<<<<

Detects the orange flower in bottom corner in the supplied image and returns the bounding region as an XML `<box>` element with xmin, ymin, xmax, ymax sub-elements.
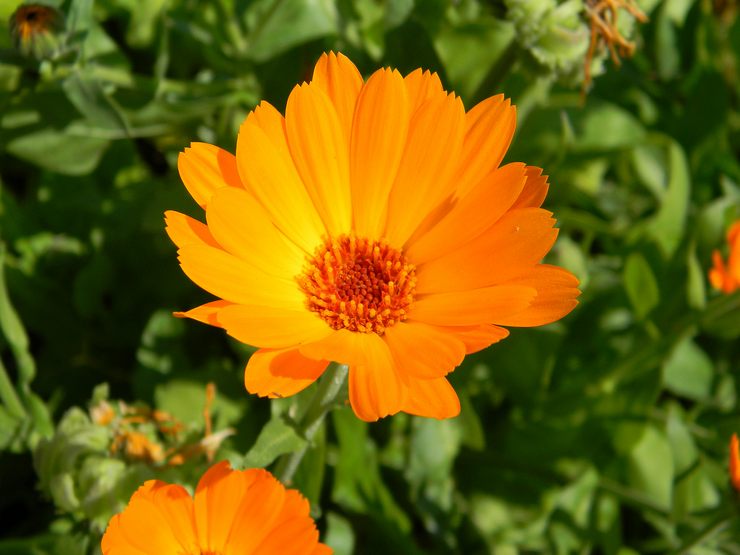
<box><xmin>730</xmin><ymin>434</ymin><xmax>740</xmax><ymax>492</ymax></box>
<box><xmin>101</xmin><ymin>461</ymin><xmax>332</xmax><ymax>555</ymax></box>
<box><xmin>709</xmin><ymin>220</ymin><xmax>740</xmax><ymax>293</ymax></box>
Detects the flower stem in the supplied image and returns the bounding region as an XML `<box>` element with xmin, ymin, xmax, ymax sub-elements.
<box><xmin>275</xmin><ymin>363</ymin><xmax>349</xmax><ymax>485</ymax></box>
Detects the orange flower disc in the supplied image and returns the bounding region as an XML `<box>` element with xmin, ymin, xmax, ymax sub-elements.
<box><xmin>166</xmin><ymin>53</ymin><xmax>580</xmax><ymax>421</ymax></box>
<box><xmin>101</xmin><ymin>461</ymin><xmax>332</xmax><ymax>555</ymax></box>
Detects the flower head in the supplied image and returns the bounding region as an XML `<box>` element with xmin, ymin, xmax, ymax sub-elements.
<box><xmin>166</xmin><ymin>53</ymin><xmax>579</xmax><ymax>420</ymax></box>
<box><xmin>101</xmin><ymin>462</ymin><xmax>331</xmax><ymax>555</ymax></box>
<box><xmin>730</xmin><ymin>434</ymin><xmax>740</xmax><ymax>492</ymax></box>
<box><xmin>709</xmin><ymin>220</ymin><xmax>740</xmax><ymax>293</ymax></box>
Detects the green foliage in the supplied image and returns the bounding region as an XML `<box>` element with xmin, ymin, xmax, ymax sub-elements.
<box><xmin>0</xmin><ymin>0</ymin><xmax>740</xmax><ymax>555</ymax></box>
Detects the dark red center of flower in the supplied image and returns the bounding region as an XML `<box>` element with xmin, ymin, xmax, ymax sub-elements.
<box><xmin>298</xmin><ymin>235</ymin><xmax>416</xmax><ymax>335</ymax></box>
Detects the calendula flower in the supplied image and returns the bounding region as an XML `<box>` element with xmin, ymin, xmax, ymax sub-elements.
<box><xmin>101</xmin><ymin>461</ymin><xmax>332</xmax><ymax>555</ymax></box>
<box><xmin>709</xmin><ymin>220</ymin><xmax>740</xmax><ymax>293</ymax></box>
<box><xmin>10</xmin><ymin>4</ymin><xmax>64</xmax><ymax>58</ymax></box>
<box><xmin>730</xmin><ymin>434</ymin><xmax>740</xmax><ymax>492</ymax></box>
<box><xmin>166</xmin><ymin>54</ymin><xmax>579</xmax><ymax>421</ymax></box>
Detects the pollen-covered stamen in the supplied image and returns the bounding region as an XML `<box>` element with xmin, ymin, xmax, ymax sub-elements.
<box><xmin>297</xmin><ymin>235</ymin><xmax>416</xmax><ymax>335</ymax></box>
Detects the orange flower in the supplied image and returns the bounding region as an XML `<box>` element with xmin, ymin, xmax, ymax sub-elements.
<box><xmin>709</xmin><ymin>220</ymin><xmax>740</xmax><ymax>293</ymax></box>
<box><xmin>101</xmin><ymin>461</ymin><xmax>332</xmax><ymax>555</ymax></box>
<box><xmin>730</xmin><ymin>434</ymin><xmax>740</xmax><ymax>492</ymax></box>
<box><xmin>166</xmin><ymin>53</ymin><xmax>579</xmax><ymax>421</ymax></box>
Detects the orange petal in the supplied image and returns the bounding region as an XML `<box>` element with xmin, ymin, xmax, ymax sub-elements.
<box><xmin>206</xmin><ymin>188</ymin><xmax>305</xmax><ymax>277</ymax></box>
<box><xmin>407</xmin><ymin>163</ymin><xmax>527</xmax><ymax>264</ymax></box>
<box><xmin>408</xmin><ymin>285</ymin><xmax>537</xmax><ymax>326</ymax></box>
<box><xmin>383</xmin><ymin>322</ymin><xmax>465</xmax><ymax>379</ymax></box>
<box><xmin>350</xmin><ymin>69</ymin><xmax>409</xmax><ymax>237</ymax></box>
<box><xmin>244</xmin><ymin>349</ymin><xmax>329</xmax><ymax>398</ymax></box>
<box><xmin>311</xmin><ymin>52</ymin><xmax>362</xmax><ymax>144</ymax></box>
<box><xmin>458</xmin><ymin>94</ymin><xmax>516</xmax><ymax>196</ymax></box>
<box><xmin>216</xmin><ymin>305</ymin><xmax>332</xmax><ymax>349</ymax></box>
<box><xmin>172</xmin><ymin>301</ymin><xmax>234</xmax><ymax>328</ymax></box>
<box><xmin>435</xmin><ymin>324</ymin><xmax>509</xmax><ymax>354</ymax></box>
<box><xmin>178</xmin><ymin>244</ymin><xmax>305</xmax><ymax>309</ymax></box>
<box><xmin>236</xmin><ymin>102</ymin><xmax>325</xmax><ymax>254</ymax></box>
<box><xmin>177</xmin><ymin>143</ymin><xmax>242</xmax><ymax>208</ymax></box>
<box><xmin>496</xmin><ymin>264</ymin><xmax>581</xmax><ymax>327</ymax></box>
<box><xmin>403</xmin><ymin>68</ymin><xmax>447</xmax><ymax>114</ymax></box>
<box><xmin>512</xmin><ymin>166</ymin><xmax>550</xmax><ymax>210</ymax></box>
<box><xmin>285</xmin><ymin>84</ymin><xmax>352</xmax><ymax>236</ymax></box>
<box><xmin>250</xmin><ymin>490</ymin><xmax>331</xmax><ymax>555</ymax></box>
<box><xmin>300</xmin><ymin>330</ymin><xmax>406</xmax><ymax>422</ymax></box>
<box><xmin>403</xmin><ymin>378</ymin><xmax>460</xmax><ymax>419</ymax></box>
<box><xmin>110</xmin><ymin>480</ymin><xmax>197</xmax><ymax>554</ymax></box>
<box><xmin>408</xmin><ymin>208</ymin><xmax>558</xmax><ymax>295</ymax></box>
<box><xmin>385</xmin><ymin>95</ymin><xmax>465</xmax><ymax>247</ymax></box>
<box><xmin>164</xmin><ymin>211</ymin><xmax>218</xmax><ymax>248</ymax></box>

>>>>

■ **Set problem**
Pull out each line of the listing above that contains the string "green". Case counts.

■ **Task response**
Detects the green foliage in the supplied image and returns the bounding region as an XML `<box>` element with xmin, ymin, xmax, ymax sub-elements.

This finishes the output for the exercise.